#### WHAT YOU WILL DO
Arrange every row below as a numbered list, omitting any blank lines.
# start of SUPPLIED ENTRIES
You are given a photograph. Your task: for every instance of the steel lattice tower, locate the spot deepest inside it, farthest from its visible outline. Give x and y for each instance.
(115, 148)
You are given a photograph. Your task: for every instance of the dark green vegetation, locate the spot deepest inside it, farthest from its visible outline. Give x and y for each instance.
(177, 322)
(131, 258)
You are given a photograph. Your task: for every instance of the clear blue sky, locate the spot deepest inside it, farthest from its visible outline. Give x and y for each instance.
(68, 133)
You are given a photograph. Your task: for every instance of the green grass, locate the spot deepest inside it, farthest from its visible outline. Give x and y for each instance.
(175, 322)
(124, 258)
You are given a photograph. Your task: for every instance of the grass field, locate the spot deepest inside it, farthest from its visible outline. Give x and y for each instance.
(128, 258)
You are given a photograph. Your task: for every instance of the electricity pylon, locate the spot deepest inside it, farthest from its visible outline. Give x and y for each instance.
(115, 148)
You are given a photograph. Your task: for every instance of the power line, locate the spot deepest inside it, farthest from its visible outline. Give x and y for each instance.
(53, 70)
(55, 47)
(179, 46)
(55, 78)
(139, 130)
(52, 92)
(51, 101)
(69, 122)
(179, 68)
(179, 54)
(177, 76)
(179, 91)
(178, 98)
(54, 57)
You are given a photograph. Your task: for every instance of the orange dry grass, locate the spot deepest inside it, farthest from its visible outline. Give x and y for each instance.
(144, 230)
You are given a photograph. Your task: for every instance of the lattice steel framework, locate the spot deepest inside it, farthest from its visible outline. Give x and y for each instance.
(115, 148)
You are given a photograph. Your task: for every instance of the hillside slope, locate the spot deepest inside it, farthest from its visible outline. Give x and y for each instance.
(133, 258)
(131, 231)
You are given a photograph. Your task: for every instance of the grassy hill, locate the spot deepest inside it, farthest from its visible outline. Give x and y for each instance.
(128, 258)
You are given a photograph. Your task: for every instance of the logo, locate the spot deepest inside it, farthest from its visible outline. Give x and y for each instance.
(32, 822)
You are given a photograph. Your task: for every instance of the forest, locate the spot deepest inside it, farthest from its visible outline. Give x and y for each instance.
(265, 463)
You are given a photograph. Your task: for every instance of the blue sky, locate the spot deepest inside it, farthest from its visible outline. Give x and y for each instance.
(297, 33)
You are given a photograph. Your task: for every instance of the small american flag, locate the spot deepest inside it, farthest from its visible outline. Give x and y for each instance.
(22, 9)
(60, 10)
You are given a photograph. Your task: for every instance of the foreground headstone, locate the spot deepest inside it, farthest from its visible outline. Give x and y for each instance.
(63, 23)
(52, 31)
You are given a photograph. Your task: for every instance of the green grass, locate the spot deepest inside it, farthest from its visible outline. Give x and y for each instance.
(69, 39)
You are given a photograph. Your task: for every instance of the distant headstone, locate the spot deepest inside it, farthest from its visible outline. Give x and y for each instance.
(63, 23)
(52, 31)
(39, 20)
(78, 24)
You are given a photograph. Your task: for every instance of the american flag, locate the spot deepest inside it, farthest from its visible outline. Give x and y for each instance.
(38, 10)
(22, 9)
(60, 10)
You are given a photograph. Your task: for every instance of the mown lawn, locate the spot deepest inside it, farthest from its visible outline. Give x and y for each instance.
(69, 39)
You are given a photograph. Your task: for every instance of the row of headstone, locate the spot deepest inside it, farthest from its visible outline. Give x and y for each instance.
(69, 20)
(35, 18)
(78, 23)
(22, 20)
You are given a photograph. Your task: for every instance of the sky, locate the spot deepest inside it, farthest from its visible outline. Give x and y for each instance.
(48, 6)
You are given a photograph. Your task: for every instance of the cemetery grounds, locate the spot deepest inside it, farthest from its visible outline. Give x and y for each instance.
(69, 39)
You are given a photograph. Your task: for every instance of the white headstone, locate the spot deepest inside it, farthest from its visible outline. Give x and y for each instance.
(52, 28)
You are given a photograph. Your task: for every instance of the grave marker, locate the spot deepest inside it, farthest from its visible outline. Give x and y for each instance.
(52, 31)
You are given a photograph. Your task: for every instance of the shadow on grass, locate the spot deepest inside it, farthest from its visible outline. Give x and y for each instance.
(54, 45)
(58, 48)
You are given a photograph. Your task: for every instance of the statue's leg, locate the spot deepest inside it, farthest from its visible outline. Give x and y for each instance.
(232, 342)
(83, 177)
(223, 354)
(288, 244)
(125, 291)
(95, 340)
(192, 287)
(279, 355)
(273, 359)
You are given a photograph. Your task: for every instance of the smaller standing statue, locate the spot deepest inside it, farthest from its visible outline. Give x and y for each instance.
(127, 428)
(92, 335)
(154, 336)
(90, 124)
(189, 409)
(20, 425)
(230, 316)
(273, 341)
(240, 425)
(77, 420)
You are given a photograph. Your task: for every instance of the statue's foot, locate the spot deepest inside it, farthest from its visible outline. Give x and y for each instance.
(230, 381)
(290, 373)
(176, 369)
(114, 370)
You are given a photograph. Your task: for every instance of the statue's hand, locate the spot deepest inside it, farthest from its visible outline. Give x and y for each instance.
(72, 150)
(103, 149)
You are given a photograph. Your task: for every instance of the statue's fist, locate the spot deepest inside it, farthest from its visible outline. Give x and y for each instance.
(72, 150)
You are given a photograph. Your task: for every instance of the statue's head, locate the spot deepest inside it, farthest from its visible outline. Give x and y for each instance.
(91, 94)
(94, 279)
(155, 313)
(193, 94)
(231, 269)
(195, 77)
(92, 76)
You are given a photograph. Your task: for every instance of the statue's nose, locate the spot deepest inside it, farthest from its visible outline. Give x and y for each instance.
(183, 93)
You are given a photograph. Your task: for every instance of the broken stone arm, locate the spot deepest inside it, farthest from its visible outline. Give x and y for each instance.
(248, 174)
# end of SUPPLIED ENTRIES
#### EXERCISE RESULT
1. You are given a photograph. Your task: for every instance of the steel lattice tower, locate the spot deepest inside it, farthest from its visible outline. Give x and y for each instance.
2. (115, 148)
3. You are given a photograph. Your task: for every instance of the dark green vegetation, locate the spot deepest inside it, farthest from its visible outline. Give x and y for each instance.
4. (177, 322)
5. (131, 258)
6. You are given a photograph. Your task: for every instance of the clear blue sky, locate the spot deepest inside it, farthest from its visible outline. Give x and y for each instance.
7. (68, 133)
8. You are given a photograph. Your task: for every instance of the green grass, locate the spot deepest inside it, farthest from its visible outline. Give x and y for each instance.
9. (175, 322)
10. (124, 258)
11. You are given a photograph. Your task: for every instance of the grass field, locate the spot deepest inside it, farthest from its visible outline. Give x and y for each instance.
12. (128, 258)
13. You are given a photograph. Your task: for every instance of the electricity pylon, locate the spot deepest inside it, farthest from its visible outline. Give x and y for each instance.
14. (115, 148)
15. You are given a photograph. Your task: for every instance of the power line, locate the spot deepest inside it, farthest from its visible outline. Give x and y for each instance.
16. (53, 70)
17. (55, 47)
18. (179, 46)
19. (55, 78)
20. (139, 130)
21. (52, 92)
22. (51, 101)
23. (69, 122)
24. (179, 68)
25. (179, 54)
26. (177, 76)
27. (179, 91)
28. (178, 98)
29. (54, 57)
30. You are given a photograph. Your task: for every instance of the orange dry grass, locate the spot deepest inside it, farthest from its visible outline. Give x and y for each instance.
31. (144, 230)
32. You are given a photograph. Your task: for every instance of the lattice steel framework, locate the spot deepest inside it, farthest from its visible outline. Give x and y for each instance.
33. (115, 148)
34. You are given a photograph. Your task: for every instance of the hillside slope, locate the spot deepest inside it, farthest from its visible outline. Give x and y for each instance.
35. (133, 258)
36. (131, 231)
37. You are given a photograph. Your task: for every instance of the grassy hill, locate the spot deepest inside it, farthest from its visible outline. Give x and y for each instance.
38. (128, 258)
39. You are given a photograph. Your task: for every instance of the logo, locate the spot deepest inside it, farthest from its visible outline. Give x and y for each instance.
40. (32, 822)
41. You are given a photograph. Your task: for every instance of the forest, locate the spot deepest inside it, farthest from its visible outline. Give x and y for each instance.
42. (265, 463)
43. You are given a photograph. Your task: for every instance of the blue sky, locate the spot deepest inside it, farthest from its visible outline. Give x and y for each instance.
44. (297, 33)
45. You are given a photograph. Your task: for every instance of the small american flag, locate the spot deepest inside it, farthest from its visible outline. Give x and y for each instance.
46. (22, 9)
47. (60, 10)
48. You are given a photograph. Your task: for every instance of the foreground headstone, locate the spot deepest inside it, farthest from its visible outline. Give x and y for each instance.
49. (63, 23)
50. (52, 31)
51. You are given a photograph. Your task: for every instance of the green grass, locate the spot deepest inside it, farthest from its visible outline. Give x and y for each instance.
52. (69, 39)
53. You are given a photograph. Your task: for every instance of the distant headstone, locate the spot deepest inside it, farthest from its visible outline. Give x and y for each instance.
54. (63, 23)
55. (52, 31)
56. (39, 20)
57. (78, 24)
58. You are given a photograph. Your task: for every instance of the american flag, locate the spot deepest inside it, farthest from its visible outline. Give x and y for each instance.
59. (38, 10)
60. (22, 9)
61. (60, 10)
62. You are given a photograph. Your task: for every instance of the mown lawn, locate the spot deepest inside it, farthest from its visible outline. Give x and y for each instance.
63. (69, 39)
64. You are given a photograph. Your task: for every instance of the row of headstone, locate the spot deepest inside it, farthest from its visible outline. Give x and y for each instance.
65. (69, 20)
66. (35, 18)
67. (78, 23)
68. (22, 20)
69. You are given a photograph. Your task: for every instance of the sky, locate the spot deepest inside it, farthest from its visible outline. Give x and y for each instance.
70. (48, 6)
71. You are given a photograph. Your task: for every instance of the cemetery grounds, locate the spot deepest inside it, farthest from its visible outline. Give x and y for each instance.
72. (69, 39)
73. You are given a photograph. Your task: for every instance of the white headstone, locate the spot deepest inside it, farthest from its visible outline. Give x and y for each instance.
74. (52, 28)
75. You are given a photograph. Your task: for every instance of the grave marker, locate the spot deepest inside it, farthest from its visible outline. Give x and y for each instance.
76. (52, 31)
77. You are given a photograph. Your task: for every instance of the shadow on grass, locate the spot deepest inside it, farthest from its visible outline. Give x and y for each instance.
78. (54, 45)
79. (58, 48)
80. You are given a photograph. Your task: for every instance of the statue's leg, locate the spot deepest inside it, farthest from its visible outline. Give x and y for each instance.
81. (232, 342)
82. (83, 177)
83. (223, 354)
84. (288, 244)
85. (125, 291)
86. (95, 340)
87. (192, 287)
88. (279, 355)
89. (273, 359)
90. You are given a photograph. Your task: for every instance of the smaller standing statue, locate the spot deepest inside it, farthest from its visible outline. Give x and y for each instance.
91. (127, 428)
92. (92, 335)
93. (154, 336)
94. (90, 124)
95. (189, 409)
96. (20, 425)
97. (230, 316)
98. (273, 341)
99. (240, 425)
100. (77, 420)
101. You are given a photograph. Your task: for every instance of the statue's foot, locate the spot deepest inside it, farthest from its visible outline. Give x and y for each instance.
102. (230, 381)
103. (290, 373)
104. (176, 369)
105. (114, 370)
106. You are given a photograph. Your task: for every instance of the statue's hand, locate the spot deepest inside it, farthest from its visible outline. Give x and y for each instance.
107. (72, 150)
108. (103, 149)
109. You are given a photograph. Your task: for every instance of the statue's fist, locate the spot deepest inside it, farthest from its visible outline. Give x and y for each instance.
110. (72, 150)
111. You are given a photograph. Your task: for every instance of the statue's head, locate the spot deepest inside it, farthest from its visible outline. Give x and y for each instance.
112. (91, 94)
113. (94, 279)
114. (155, 313)
115. (193, 94)
116. (231, 269)
117. (195, 77)
118. (92, 76)
119. You are given a photograph. Your task: for every instance of the statue's nose, locate the spot deepest inside it, farthest from its visible outline. Give x and y for each instance.
120. (183, 93)
121. You are given a photograph. Your task: for every instance of the broken stone arm, locate the spot deepest inside it, farthest from its visible outline. Give x and y for each instance.
122. (248, 174)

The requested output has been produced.